By the end of 2018, the market share of Android system in the leading position among global mobile terminals has reached 85% [1]. Due to the high openness and extensibility of Android system, malware makers can easily develop a large number of malicious software, making Android mobile terminals more vulnerable to malware attacks [2]. About 97% of mobile malware is developed for Android mobile terminals [3]. In order to prevent and mitigate the harm of malware, this paper studies the security of Android mobile applications.

In order to protect users' privacy [4], researchers at home and abroad have proposed various methods. These methods can be divided into static analysis and dynamic analysis [5]. Static analysis is to extract the corresponding characteristic information from the source file of the program for analysis [6]. The detection process is relatively simple. The overall analysis of the program from the global perspective can quickly and efficiently analyze the malware [7], but the application cannot be dynamically loaded and the intrusion detection cannot be suddenly found when the application is running. In dynamic analysis, the behavior features extracted by the application during the running time are compared with malicious samples [8]. In this process, a lot of overhead will be generated and the detection efficiency is low. It cannot detect the current massive amount of malicious software quickly and effectively. Considering that the number of malicious applications is increasing rapidly, this paper adopts the static analysis method to analyze the applications on a large scale.

### [CHALLENGE]
Answer these questions using the text on Android malware detection.
1. What share of the market among global mobile terminals had the Android system reached by the end of 2018?
2. About what percentage of mobile malware is developed for Android mobile terminals?
3. Which analysis method does the paper adopt to analyze applications on a large scale?

### [ENTRIES]

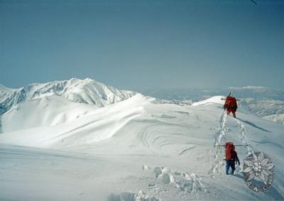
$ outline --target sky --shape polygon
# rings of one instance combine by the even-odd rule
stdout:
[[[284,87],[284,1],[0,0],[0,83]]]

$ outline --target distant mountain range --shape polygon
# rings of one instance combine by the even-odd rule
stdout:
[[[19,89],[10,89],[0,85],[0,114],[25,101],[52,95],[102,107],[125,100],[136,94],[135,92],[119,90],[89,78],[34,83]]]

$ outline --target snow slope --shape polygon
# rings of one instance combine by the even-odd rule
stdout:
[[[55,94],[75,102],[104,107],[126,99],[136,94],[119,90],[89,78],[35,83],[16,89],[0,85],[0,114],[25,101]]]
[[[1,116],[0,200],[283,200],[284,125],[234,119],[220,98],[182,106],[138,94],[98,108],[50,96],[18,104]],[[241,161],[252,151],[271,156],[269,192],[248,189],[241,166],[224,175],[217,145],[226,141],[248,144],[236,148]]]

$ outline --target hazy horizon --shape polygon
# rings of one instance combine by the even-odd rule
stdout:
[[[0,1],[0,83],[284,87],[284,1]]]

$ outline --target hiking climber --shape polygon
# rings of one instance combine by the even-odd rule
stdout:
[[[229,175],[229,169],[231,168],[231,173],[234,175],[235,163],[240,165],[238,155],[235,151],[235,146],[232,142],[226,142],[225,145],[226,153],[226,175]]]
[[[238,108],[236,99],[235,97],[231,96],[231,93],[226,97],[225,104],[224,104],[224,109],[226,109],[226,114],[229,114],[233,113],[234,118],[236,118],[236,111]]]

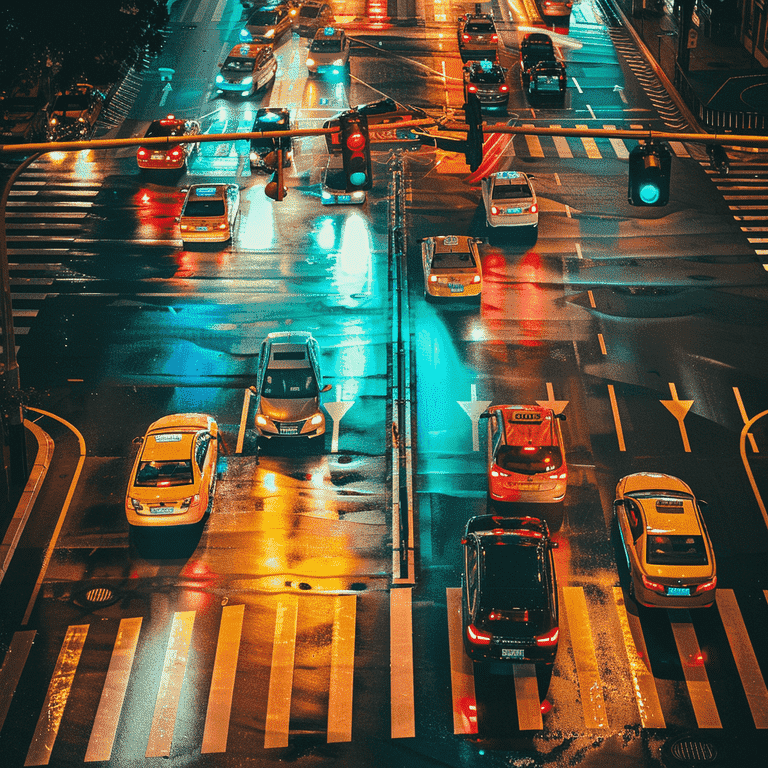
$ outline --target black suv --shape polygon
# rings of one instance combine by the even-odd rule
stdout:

---

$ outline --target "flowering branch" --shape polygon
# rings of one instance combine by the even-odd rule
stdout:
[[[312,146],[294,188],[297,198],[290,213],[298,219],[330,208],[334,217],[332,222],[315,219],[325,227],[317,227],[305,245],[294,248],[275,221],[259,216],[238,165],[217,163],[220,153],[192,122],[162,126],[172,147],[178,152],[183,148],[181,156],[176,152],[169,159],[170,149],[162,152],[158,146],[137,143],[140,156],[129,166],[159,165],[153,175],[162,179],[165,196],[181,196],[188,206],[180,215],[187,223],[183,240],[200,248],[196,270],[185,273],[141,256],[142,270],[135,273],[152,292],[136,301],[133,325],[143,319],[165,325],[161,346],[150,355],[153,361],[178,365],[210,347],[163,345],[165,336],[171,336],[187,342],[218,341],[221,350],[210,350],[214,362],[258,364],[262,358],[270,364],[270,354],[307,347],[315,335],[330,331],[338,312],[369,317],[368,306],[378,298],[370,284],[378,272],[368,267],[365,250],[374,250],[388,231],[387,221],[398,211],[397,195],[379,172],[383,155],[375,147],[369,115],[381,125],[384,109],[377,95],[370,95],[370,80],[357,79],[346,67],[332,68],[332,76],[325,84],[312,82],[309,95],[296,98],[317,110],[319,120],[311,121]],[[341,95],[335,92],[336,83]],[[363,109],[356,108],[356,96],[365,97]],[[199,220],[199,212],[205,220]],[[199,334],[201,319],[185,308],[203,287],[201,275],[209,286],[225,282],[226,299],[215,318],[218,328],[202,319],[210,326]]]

### [ANSWER IN FULL]
1. 85%
2. About 97%
3. Static analysis